*** Opening of THE RECORDS ***

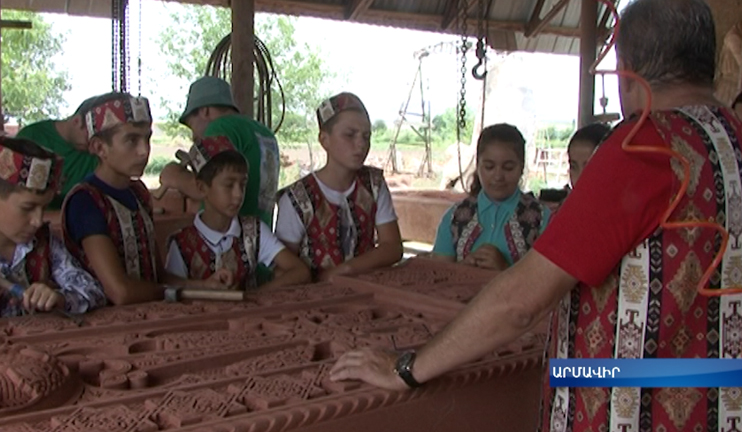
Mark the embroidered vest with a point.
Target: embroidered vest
(37, 267)
(241, 259)
(521, 230)
(649, 307)
(132, 232)
(321, 247)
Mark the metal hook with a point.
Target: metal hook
(476, 70)
(481, 55)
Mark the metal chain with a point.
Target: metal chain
(480, 23)
(139, 54)
(461, 121)
(114, 44)
(127, 49)
(463, 9)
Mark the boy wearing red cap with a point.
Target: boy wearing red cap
(107, 219)
(340, 220)
(36, 270)
(219, 238)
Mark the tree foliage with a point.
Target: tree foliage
(33, 86)
(197, 30)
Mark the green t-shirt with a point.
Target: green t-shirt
(259, 146)
(77, 164)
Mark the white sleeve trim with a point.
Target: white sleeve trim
(174, 263)
(384, 207)
(270, 246)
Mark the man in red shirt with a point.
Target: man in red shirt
(620, 285)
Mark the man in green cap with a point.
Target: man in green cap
(68, 139)
(210, 111)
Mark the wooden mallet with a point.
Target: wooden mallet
(176, 294)
(183, 160)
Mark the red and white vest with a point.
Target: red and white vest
(241, 259)
(132, 231)
(321, 247)
(649, 307)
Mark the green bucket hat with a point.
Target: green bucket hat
(208, 91)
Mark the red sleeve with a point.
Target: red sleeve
(616, 204)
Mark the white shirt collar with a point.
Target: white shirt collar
(21, 250)
(215, 237)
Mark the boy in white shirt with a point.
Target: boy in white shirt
(340, 220)
(219, 238)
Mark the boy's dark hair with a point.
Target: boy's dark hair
(27, 148)
(230, 159)
(592, 133)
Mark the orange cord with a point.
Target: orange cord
(626, 145)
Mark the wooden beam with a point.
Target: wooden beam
(588, 53)
(354, 8)
(547, 19)
(409, 20)
(243, 45)
(2, 113)
(15, 24)
(535, 16)
(449, 14)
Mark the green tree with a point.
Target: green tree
(379, 126)
(32, 84)
(196, 30)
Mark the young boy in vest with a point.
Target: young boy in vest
(31, 258)
(333, 218)
(107, 219)
(219, 238)
(210, 112)
(68, 139)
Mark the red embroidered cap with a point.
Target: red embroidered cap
(30, 172)
(115, 111)
(333, 106)
(202, 151)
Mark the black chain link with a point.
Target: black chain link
(114, 44)
(463, 10)
(127, 49)
(139, 54)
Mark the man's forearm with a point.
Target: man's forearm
(496, 317)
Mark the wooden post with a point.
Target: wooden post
(2, 113)
(588, 54)
(243, 44)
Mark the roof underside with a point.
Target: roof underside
(507, 25)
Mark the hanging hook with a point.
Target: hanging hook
(477, 71)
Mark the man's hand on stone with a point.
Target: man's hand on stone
(376, 367)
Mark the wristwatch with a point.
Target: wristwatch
(403, 368)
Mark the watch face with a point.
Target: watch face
(403, 362)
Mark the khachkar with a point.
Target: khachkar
(262, 365)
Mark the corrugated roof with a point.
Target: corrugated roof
(507, 20)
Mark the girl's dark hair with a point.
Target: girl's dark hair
(737, 101)
(500, 133)
(593, 133)
(229, 159)
(27, 148)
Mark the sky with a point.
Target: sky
(374, 62)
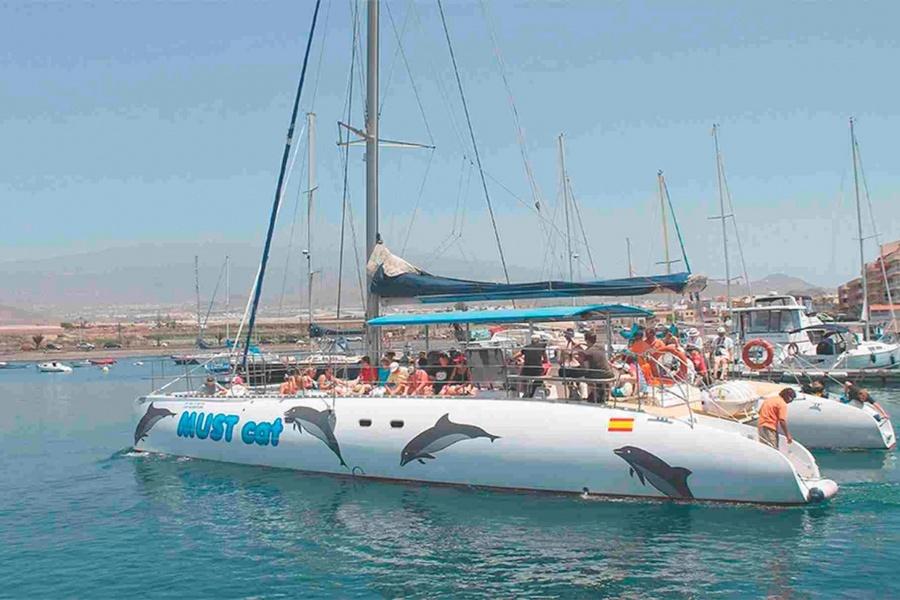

*** Close of THE RECORDS ***

EXERCISE → The copy must match every line of the data exactly and contain no pictures.

EXERCISE RESPONSE →
Mark the embroidered vest with a point.
Target: embroidered vest
(37, 267)
(241, 259)
(521, 230)
(649, 307)
(132, 232)
(321, 247)
Mark the metal hook with a point.
Target: metal hook
(476, 70)
(481, 55)
Mark the metal chain with a point.
Target: metal chain
(480, 23)
(139, 54)
(461, 121)
(114, 44)
(127, 49)
(463, 9)
Mark the boy wearing red cap with a point.
Target: boy wearing red cap
(107, 219)
(340, 220)
(36, 270)
(219, 238)
Mark the tree foliage with a point.
Target: tree foliage
(33, 86)
(197, 30)
Mark the green t-shirt with a point.
Target: green t-shirt
(259, 146)
(77, 164)
Mark the white sleeve trim with a point.
Target: white sleeve trim
(174, 263)
(384, 207)
(270, 246)
Mark the man in red shirt with a point.
Target: man in red shirt
(620, 285)
Mark the man in green cap with a point.
Target: man in green cap
(68, 139)
(210, 111)
Mark the wooden mallet with a point.
Target: wooden mallet
(176, 294)
(183, 160)
Mark the red and white vest with a point.
Target: red and white vest
(241, 259)
(132, 231)
(321, 247)
(649, 307)
Mark the green bucket hat with a point.
Target: green bucket hat
(208, 91)
Mark the red sleeve with a point.
Target: red sleeve
(616, 204)
Mark the white shirt collar with a point.
Target: white shirt collar
(21, 250)
(215, 237)
Mark the boy in white shirt with a point.
Target: boy in white shirt
(340, 220)
(219, 238)
Mark the boy's dark hair with a point.
Target: boy's dark hair
(27, 148)
(230, 159)
(592, 133)
Mark the orange cord with a point.
Target: orange cord
(626, 145)
Mark the wooden beam with a point.
Target: wooden beam
(588, 53)
(354, 8)
(547, 19)
(409, 20)
(243, 45)
(2, 113)
(15, 24)
(535, 16)
(449, 14)
Mark the green tree with a point.
Target: green tree
(379, 126)
(32, 84)
(196, 30)
Mark the young boy in vest with a point.
Target: young boy in vest
(31, 258)
(333, 218)
(107, 219)
(219, 238)
(210, 112)
(68, 139)
Mark the red embroidered cap with a point.
Target: red embroidered cap
(30, 172)
(115, 111)
(333, 106)
(202, 151)
Mark the black chain link with a point.
Target: black chain link
(114, 44)
(463, 10)
(127, 49)
(139, 54)
Mark the man's forearm with a point.
Target: man's forearm
(496, 317)
Mark the wooden post with a point.
Target: wooden post
(2, 113)
(588, 54)
(243, 44)
Mark the roof underside with a point.
Target: roof underside
(507, 25)
Mark the hanging hook with a point.
Target: hanging hook
(477, 71)
Mark the man's hand on stone with a point.
Target: man's hand on stone
(376, 367)
Mark the wristwatch with a point.
Target: wristwatch
(403, 368)
Mark the watch face with a point.
Target: watch face
(403, 362)
Mark the khachkar with a point.
Target: khachkar
(262, 365)
Mark the corrugated roof with a point.
Target: corrugated roof
(507, 20)
Mark the girl's dark hair with a point.
Target: girl's dark hair
(737, 101)
(500, 133)
(593, 133)
(229, 159)
(27, 148)
Mark the sky with a point.
Target: sky
(374, 62)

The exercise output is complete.